» ACTIVITY
Please rewrite the whole listing below as a numbered list, leaving out any blank lines.
[Opening INFORMATION GIVEN section]
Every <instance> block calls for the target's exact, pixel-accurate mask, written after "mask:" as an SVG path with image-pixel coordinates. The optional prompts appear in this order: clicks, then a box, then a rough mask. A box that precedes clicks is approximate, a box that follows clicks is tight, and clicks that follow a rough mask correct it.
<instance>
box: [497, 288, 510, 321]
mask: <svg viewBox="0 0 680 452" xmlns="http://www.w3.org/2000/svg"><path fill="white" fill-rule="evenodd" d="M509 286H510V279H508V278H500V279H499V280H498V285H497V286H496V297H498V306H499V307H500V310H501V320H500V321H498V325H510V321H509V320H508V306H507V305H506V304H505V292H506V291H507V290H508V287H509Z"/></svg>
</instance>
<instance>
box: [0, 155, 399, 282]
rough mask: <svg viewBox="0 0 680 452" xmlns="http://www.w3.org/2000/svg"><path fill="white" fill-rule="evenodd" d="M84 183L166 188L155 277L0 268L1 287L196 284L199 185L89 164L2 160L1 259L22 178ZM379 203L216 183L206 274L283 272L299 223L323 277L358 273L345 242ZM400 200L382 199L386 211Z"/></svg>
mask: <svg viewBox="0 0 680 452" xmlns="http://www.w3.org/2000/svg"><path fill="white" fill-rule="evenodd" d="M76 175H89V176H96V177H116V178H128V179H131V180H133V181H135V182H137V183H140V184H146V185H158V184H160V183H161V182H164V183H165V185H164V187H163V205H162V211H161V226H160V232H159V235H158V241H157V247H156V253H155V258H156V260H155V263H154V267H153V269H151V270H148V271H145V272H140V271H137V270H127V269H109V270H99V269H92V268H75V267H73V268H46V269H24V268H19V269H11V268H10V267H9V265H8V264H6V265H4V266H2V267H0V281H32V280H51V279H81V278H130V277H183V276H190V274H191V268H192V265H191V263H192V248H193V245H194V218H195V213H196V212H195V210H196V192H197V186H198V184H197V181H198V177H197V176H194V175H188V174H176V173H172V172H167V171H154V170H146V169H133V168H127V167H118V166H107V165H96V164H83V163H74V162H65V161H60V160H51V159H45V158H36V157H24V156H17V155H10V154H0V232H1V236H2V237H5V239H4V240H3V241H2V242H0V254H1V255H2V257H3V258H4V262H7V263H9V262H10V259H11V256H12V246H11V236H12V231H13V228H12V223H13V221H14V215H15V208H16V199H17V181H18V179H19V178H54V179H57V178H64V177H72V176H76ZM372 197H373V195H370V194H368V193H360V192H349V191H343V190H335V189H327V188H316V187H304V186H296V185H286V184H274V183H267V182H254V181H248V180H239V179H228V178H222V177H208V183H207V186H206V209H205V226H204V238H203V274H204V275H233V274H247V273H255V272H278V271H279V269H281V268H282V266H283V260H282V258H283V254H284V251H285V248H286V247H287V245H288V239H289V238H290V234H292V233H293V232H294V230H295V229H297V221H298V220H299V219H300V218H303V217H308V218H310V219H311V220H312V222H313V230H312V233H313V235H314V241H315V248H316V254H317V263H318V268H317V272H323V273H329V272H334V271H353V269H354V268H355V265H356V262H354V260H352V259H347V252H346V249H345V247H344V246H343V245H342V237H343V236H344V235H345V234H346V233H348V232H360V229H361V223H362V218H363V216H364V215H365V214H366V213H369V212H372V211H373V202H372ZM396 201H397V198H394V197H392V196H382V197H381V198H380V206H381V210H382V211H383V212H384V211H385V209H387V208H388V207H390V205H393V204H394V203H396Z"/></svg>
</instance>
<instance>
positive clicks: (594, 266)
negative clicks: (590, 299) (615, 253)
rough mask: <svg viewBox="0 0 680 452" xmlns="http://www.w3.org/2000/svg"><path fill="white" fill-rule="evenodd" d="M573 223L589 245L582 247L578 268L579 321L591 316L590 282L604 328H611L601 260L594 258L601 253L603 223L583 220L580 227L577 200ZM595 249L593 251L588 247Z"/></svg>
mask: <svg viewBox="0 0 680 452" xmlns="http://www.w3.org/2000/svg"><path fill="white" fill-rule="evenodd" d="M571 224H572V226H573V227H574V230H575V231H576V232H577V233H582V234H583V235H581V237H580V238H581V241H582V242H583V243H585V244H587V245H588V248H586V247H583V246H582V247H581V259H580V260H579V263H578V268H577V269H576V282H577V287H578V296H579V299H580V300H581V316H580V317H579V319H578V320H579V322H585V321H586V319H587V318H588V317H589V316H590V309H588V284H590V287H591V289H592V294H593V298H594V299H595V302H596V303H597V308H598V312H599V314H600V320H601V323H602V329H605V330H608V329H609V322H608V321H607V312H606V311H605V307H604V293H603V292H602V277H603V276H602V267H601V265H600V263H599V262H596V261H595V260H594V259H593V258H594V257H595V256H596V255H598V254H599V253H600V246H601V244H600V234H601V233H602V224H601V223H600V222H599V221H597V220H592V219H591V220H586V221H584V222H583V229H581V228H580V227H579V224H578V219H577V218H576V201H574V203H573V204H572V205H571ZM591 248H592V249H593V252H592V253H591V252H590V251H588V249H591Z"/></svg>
[Closing INFORMATION GIVEN section]
» COMPLETED TASK
1. Every <instance> block calls for the target's exact, pixel-accurate mask, written after "mask:" as an SVG path with image-pixel coordinates. The optional prompts appear in this order: clicks, then a box, then a rough mask. A box that precedes clicks is approximate, a box that follows clicks is tight, and clicks that follow a rough mask correct it.
2. <instance>
3. box: [497, 288, 510, 321]
4. mask: <svg viewBox="0 0 680 452" xmlns="http://www.w3.org/2000/svg"><path fill="white" fill-rule="evenodd" d="M509 286H510V279H508V278H500V279H499V280H498V285H497V286H496V297H498V306H499V307H500V310H501V320H500V321H498V325H510V321H509V320H508V306H507V305H506V304H505V292H506V291H507V290H508V287H509Z"/></svg>
5. </instance>
6. <instance>
7. box: [0, 155, 399, 282]
8. rough mask: <svg viewBox="0 0 680 452" xmlns="http://www.w3.org/2000/svg"><path fill="white" fill-rule="evenodd" d="M84 183L166 188L155 277L0 268L1 287L196 284L199 185L89 164L2 160L1 259L22 178ZM379 203L216 183L206 274L283 272L299 223L323 277L358 273L345 242ZM400 200L382 199L386 211Z"/></svg>
9. mask: <svg viewBox="0 0 680 452" xmlns="http://www.w3.org/2000/svg"><path fill="white" fill-rule="evenodd" d="M76 175H89V176H96V177H116V178H128V179H131V180H133V181H135V182H137V183H140V184H146V185H158V184H160V183H161V182H164V183H165V185H164V187H163V205H162V211H161V226H160V232H159V235H158V241H157V247H156V253H155V258H156V260H155V263H154V267H153V269H151V270H148V271H145V272H140V271H137V270H127V269H109V270H99V269H92V268H75V267H73V268H46V269H24V268H19V269H11V268H10V267H9V265H8V264H6V265H4V266H2V267H0V281H32V280H51V279H81V278H130V277H183V276H190V274H191V268H192V265H191V263H192V248H193V245H194V218H195V213H196V212H195V210H196V192H197V186H198V184H197V181H198V177H197V176H194V175H188V174H176V173H172V172H167V171H154V170H146V169H133V168H127V167H118V166H107V165H96V164H83V163H74V162H65V161H60V160H51V159H45V158H36V157H24V156H17V155H10V154H0V232H1V236H2V237H5V239H4V240H3V241H2V242H0V254H1V255H2V257H3V258H4V262H7V263H9V262H10V259H11V256H12V246H11V236H12V231H13V228H12V223H13V221H14V215H15V208H16V199H17V181H18V179H19V178H54V179H57V178H64V177H72V176H76ZM372 197H373V195H370V194H368V193H360V192H349V191H343V190H335V189H327V188H316V187H304V186H296V185H286V184H274V183H267V182H254V181H248V180H239V179H228V178H222V177H208V183H207V186H206V209H205V226H204V238H203V274H204V275H233V274H247V273H255V272H278V271H279V269H281V268H282V266H283V260H282V258H283V254H284V251H285V248H286V247H287V245H288V239H289V238H290V234H292V233H293V232H294V230H295V229H297V221H298V220H299V219H300V218H303V217H308V218H310V219H311V220H312V222H313V230H312V233H313V235H314V241H315V248H316V254H317V263H318V268H317V272H323V273H329V272H334V271H353V269H354V268H355V265H356V262H354V260H352V259H347V252H346V249H345V247H344V246H343V245H342V237H343V236H344V235H345V234H346V233H348V232H360V229H361V223H362V218H363V216H364V215H365V214H366V213H369V212H372V211H373V202H372ZM396 201H397V198H394V197H392V196H382V197H381V198H380V206H381V210H382V211H383V212H384V211H385V209H387V208H388V207H390V205H393V204H394V203H396Z"/></svg>
10. </instance>
11. <instance>
12. positive clicks: (594, 266)
13. negative clicks: (590, 299) (615, 253)
14. rough mask: <svg viewBox="0 0 680 452" xmlns="http://www.w3.org/2000/svg"><path fill="white" fill-rule="evenodd" d="M573 223L589 245L582 247L578 268L579 321L591 316L590 282L604 328H611L601 260L594 258L601 253L603 223L583 220L580 227L577 200ZM595 249L593 251L588 247Z"/></svg>
15. mask: <svg viewBox="0 0 680 452" xmlns="http://www.w3.org/2000/svg"><path fill="white" fill-rule="evenodd" d="M571 224H572V226H573V227H574V230H575V231H576V232H577V233H582V234H583V235H581V237H580V238H581V241H582V242H583V243H585V244H587V245H588V248H586V247H583V246H582V247H581V259H580V260H579V263H578V268H577V269H576V282H577V287H578V296H579V299H580V300H581V316H580V317H579V319H578V320H579V322H585V321H586V319H587V318H588V317H589V316H590V309H588V284H590V287H591V289H592V294H593V298H594V299H595V302H596V303H597V308H598V312H599V314H600V320H601V323H602V329H605V330H608V329H609V322H608V321H607V312H606V311H605V307H604V293H603V292H602V277H603V276H602V267H601V265H600V263H599V262H596V261H595V260H594V259H593V258H594V257H595V256H596V255H598V254H599V253H600V246H601V244H600V234H601V233H602V224H601V223H600V222H599V221H597V220H592V219H591V220H586V221H584V222H583V229H581V228H580V227H579V224H578V219H577V218H576V201H574V203H573V204H572V205H571ZM591 248H592V249H593V252H592V253H591V252H590V251H588V249H591Z"/></svg>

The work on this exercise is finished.